Exercise goal
Restate, word for word, every line of the data.
─── Dataset extract ───
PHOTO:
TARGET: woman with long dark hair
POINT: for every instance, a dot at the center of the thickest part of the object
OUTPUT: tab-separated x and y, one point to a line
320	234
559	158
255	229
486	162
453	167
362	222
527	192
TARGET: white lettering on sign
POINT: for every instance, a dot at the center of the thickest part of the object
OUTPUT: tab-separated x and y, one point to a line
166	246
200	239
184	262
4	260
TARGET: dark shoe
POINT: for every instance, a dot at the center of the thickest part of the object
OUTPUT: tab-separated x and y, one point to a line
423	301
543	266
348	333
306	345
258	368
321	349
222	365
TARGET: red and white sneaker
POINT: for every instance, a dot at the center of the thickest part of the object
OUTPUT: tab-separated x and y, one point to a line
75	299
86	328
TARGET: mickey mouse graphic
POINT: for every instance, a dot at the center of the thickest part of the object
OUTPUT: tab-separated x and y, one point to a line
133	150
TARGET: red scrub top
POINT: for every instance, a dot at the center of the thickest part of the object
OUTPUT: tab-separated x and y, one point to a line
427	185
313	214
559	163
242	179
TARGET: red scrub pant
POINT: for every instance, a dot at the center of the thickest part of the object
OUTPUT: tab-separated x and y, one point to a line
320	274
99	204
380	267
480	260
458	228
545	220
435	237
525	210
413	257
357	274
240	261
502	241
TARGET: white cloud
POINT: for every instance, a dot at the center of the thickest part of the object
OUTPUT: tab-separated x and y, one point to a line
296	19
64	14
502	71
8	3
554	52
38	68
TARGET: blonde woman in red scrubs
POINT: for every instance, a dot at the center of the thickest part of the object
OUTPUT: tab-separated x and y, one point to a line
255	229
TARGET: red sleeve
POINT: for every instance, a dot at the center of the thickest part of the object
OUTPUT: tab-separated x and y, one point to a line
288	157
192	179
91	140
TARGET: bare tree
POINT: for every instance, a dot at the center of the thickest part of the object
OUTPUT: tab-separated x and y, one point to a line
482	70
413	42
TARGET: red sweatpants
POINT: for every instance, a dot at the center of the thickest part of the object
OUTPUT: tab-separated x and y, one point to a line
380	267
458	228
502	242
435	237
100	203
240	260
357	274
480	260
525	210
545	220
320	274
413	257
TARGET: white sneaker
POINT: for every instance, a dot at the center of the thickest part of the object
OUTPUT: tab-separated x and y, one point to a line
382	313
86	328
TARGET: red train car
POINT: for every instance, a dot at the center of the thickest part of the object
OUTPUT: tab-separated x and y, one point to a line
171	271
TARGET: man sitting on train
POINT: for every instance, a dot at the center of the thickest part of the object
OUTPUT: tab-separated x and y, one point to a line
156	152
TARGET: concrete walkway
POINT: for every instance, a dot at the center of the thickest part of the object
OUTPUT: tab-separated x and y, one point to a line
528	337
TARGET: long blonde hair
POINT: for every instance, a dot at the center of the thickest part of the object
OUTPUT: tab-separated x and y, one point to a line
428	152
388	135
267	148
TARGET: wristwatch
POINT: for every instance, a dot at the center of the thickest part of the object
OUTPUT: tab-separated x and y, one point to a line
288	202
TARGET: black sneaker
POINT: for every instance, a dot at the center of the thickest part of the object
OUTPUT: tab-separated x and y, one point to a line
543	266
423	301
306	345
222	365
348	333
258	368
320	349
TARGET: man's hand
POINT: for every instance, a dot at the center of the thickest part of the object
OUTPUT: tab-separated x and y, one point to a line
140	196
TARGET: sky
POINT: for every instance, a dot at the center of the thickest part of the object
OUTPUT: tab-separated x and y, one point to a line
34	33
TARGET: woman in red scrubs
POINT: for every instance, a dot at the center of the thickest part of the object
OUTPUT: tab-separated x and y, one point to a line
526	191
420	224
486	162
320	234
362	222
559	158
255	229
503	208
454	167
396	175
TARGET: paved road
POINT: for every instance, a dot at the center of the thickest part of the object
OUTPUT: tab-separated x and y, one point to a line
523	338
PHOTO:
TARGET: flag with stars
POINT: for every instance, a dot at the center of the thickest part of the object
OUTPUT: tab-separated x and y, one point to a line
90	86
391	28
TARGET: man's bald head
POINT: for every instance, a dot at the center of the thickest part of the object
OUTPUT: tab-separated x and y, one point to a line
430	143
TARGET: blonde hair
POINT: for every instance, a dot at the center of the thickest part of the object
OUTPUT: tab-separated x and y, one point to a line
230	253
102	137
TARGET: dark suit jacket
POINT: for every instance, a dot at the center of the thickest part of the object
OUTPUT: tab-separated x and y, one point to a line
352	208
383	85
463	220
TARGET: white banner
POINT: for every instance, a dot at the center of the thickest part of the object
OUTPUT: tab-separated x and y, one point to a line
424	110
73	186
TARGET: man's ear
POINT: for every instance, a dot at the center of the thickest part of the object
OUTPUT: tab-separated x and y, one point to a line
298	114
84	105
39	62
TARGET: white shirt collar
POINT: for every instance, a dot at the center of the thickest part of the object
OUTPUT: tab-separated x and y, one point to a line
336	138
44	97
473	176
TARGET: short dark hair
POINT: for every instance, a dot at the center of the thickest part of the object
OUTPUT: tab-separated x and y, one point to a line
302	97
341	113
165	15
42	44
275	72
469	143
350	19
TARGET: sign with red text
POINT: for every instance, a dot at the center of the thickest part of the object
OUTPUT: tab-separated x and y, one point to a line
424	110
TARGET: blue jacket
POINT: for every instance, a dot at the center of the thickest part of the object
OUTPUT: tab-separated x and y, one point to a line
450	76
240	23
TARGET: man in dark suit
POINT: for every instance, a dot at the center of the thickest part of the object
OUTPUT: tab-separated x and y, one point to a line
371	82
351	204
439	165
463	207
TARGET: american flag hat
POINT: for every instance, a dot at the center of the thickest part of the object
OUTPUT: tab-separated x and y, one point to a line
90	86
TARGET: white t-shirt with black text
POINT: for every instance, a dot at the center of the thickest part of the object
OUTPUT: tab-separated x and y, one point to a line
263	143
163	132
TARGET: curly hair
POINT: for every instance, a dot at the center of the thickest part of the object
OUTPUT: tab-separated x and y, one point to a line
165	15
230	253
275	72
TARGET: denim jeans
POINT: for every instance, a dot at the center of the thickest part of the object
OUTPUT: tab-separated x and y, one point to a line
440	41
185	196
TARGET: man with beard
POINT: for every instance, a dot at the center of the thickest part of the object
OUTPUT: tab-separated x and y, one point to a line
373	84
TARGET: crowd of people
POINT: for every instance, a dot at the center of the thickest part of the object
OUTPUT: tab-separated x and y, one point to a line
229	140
───
Final result
PHOTO:
TARGET: woman with long dark hair
POINT: for every instance, a dot at the center of the thickest part of the object
OUTPUT: tab-separated x and y, one point to a line
320	234
559	158
255	229
486	162
453	167
362	222
527	192
TARGET: white lettering on sign
POINT: for every instance, a dot at the center of the thickest part of the object
OUTPUT: tab-separated x and y, one point to a line
166	246
200	239
184	262
4	260
TARGET: dark shoe
POINT: for every instance, a dot at the center of the thickest part of the object
OUTPUT: tab-separated x and y, one point to a line
423	301
543	266
348	333
306	345
258	368
321	349
222	365
TARGET: red and white sneaker
POINT: for every instance, a dot at the center of the thickest part of the object
OUTPUT: tab-separated x and y, one point to a line
75	299
86	328
TARGET: mickey mouse graphic
POINT: for every instance, a dot at the center of the thickest part of the object
OUTPUT: tab-separated x and y, one point to a line
133	150
TARGET: red scrub top
POINT: for every instance, a dot at the center of the thickest part of the object
OUTPUT: tab-separated x and y, one point to a line
427	185
313	214
559	163
242	179
TARGET: red scrub pant
POINT: for every instance, a dot at the center of the thickest part of the object
OUTPUT: tab-separated x and y, one point to a line
320	274
99	204
380	267
480	260
458	228
545	220
435	237
525	210
413	257
357	274
240	261
502	241
TARGET: white cloud
POINT: for every instance, a dot at the center of the thickest part of the object
OUTPUT: tab-separated x and y, one point to a line
296	19
64	14
502	71
8	3
554	52
38	68
TARGET: blonde woman in red scrubs
POINT: for every instance, a dot at the center of the thickest part of the object
OUTPUT: tab-separated x and y, one point to a line
255	229
TARGET: red sleeve
POINT: for every instance, a dot at the center of the thickest part of the object
OUTPUT: tab-separated x and y, one point to a line
288	157
192	179
91	140
TARGET: bare tree
POINT: for every instance, a dot at the center of the thickest part of the object
OUTPUT: tab-separated x and y, one point to a line
482	70
413	42
TARGET: red sweatpants
POINT: for every instance, a dot at the center of the thickest part of the object
OUTPUT: tab-separated x and y, one point to a line
380	267
458	228
502	242
435	237
100	203
240	260
357	274
480	260
525	210
545	220
320	274
413	257
TARGET: white sneaker
POINT: for every instance, a dot at the center of the thickest part of the object
OUTPUT: tab-separated x and y, one point to a line
382	313
86	328
TARGET: red train car
POINT: for every instance, a dot at the center of the thickest part of the object
OUTPUT: tab-separated x and y, one point to a line
171	271
TARGET: man sitting on train
POINT: for every instance, a dot at the center of the thickest part of the object
OUTPUT: tab-separated x and y, one point to a line
156	152
TARGET: concrete walkway
POINT: for every instance, a dot at the center of the thickest part of the object
OUTPUT: tab-separated x and y, one point to a line
528	337
TARGET: long blonde hair
POINT: for every instance, a dot at the center of the thickest part of the object
OUTPUT: tab-separated x and y, one point to a line
428	152
388	135
267	148
TARGET: wristwatch
POINT: for every instance, a dot at the center of the thickest part of the object
OUTPUT: tab-separated x and y, one point to a line
288	202
TARGET: black sneaker
POINT: for every instance, a dot at the center of the thickest part of the object
OUTPUT: tab-separated x and y, one point to a line
543	266
423	301
306	345
222	365
348	333
258	368
320	349
TARGET: man's hand
POINT: for every instance, a dot at the center of the thickest part of the object
OUTPUT: tab-separated x and y, one point to a line
140	196
TARGET: sky
POINT: for every instance, a dot at the center of the thickest part of the object
OUTPUT: tab-separated x and y, one point to a line
34	33
TARGET: woman in red scrubs
POINT: for every instance, a dot at the center of the thickest part of the object
OUTPUT: tab-separated x and y, one point to a line
526	191
420	224
486	162
320	234
362	222
559	158
255	229
503	208
454	167
396	175
TARGET: paved road
POINT: for every instance, a dot at the center of the thickest part of the object
OUTPUT: tab-separated x and y, one point to a line
523	338
PHOTO:
TARGET: flag with stars
POINT: for every instance, a dot at the center of the thickest part of the object
OUTPUT: tab-separated x and y, one point to a line
90	86
391	28
TARGET: man's bald head
POINT: for every instance, a dot at the center of the thickest part of the object
OUTPUT: tab-separated x and y, one point to a line
430	143
TARGET: blonde hair
POINT: for every instance, a dot at the center of the thickest part of the object
OUTPUT: tab-separated x and y, one point to a line
230	253
102	137
TARGET: dark suit jacket
POINT: for every instance, a dot at the center of the thickest part of the object
OUTPUT: tab-separated x and y, one point to a line
352	208
383	85
463	220
TARGET: white banner
POINT: for every instance, a dot at the center of the thickest part of the object
OUTPUT: tab-separated x and y, one point to a line
424	110
73	186
TARGET: man's ear
POINT: for every instance, a dot at the center of the thickest part of the object
OUTPUT: tab-separated x and y, one point to a line
298	114
84	105
39	62
TARGET: white shirt collar
POINT: for every instance, a dot at the center of the thickest part of the object
OUTPUT: tab-separated x and y, one point to a line
336	138
44	97
473	176
TARGET: short dark hair
POINT: for every instance, a dot at the center of the thickest part of the object
OUTPUT: tab-separated x and y, one point to a line
302	97
341	113
165	15
42	44
275	72
469	143
350	19
TARGET: sign with red text
POINT: for every instance, a dot at the center of the thickest part of the object
OUTPUT: tab-separated x and y, one point to a line
424	110
TARGET: blue jacket
POINT: for every instance, a dot at the center of the thickest part of the object
OUTPUT: tab-separated x and y, one point to a line
450	76
240	23
TARGET: man in dark suit
POINT: for every instance, a dot at the center of the thickest part of the object
OUTPUT: tab-separated x and y, one point to a line
371	82
351	204
439	165
463	207
TARGET: american flag hat
POINT: for every instance, a dot at the center of the thickest part of the object
OUTPUT: tab-separated x and y, one point to a line
90	86
TARGET: white t-shirt with black text
POINT: for every instance, a dot at the center of the thickest part of the object
OUTPUT: tab-separated x and y, one point to a line
263	143
163	132
TARGET: curly hair
POINT: for every instance, a dot at the center of the thickest part of the object
OUTPUT: tab-separated x and y, one point to a line
165	15
230	253
275	72
TARGET: denim jeans
POINT: for every instance, a dot at the center of the thickest part of the object
OUTPUT: tab-separated x and y, one point to a line
440	41
185	196
TARGET: man with beard
POINT: for every instance, a dot at the center of the thickest part of the object
OUTPUT: tab-separated x and y, one point to a line
373	84
TARGET: crowd of people
POINT: for every instance, a dot at the center of the thickest part of the object
OUTPUT: tab-separated x and y, one point to a line
229	140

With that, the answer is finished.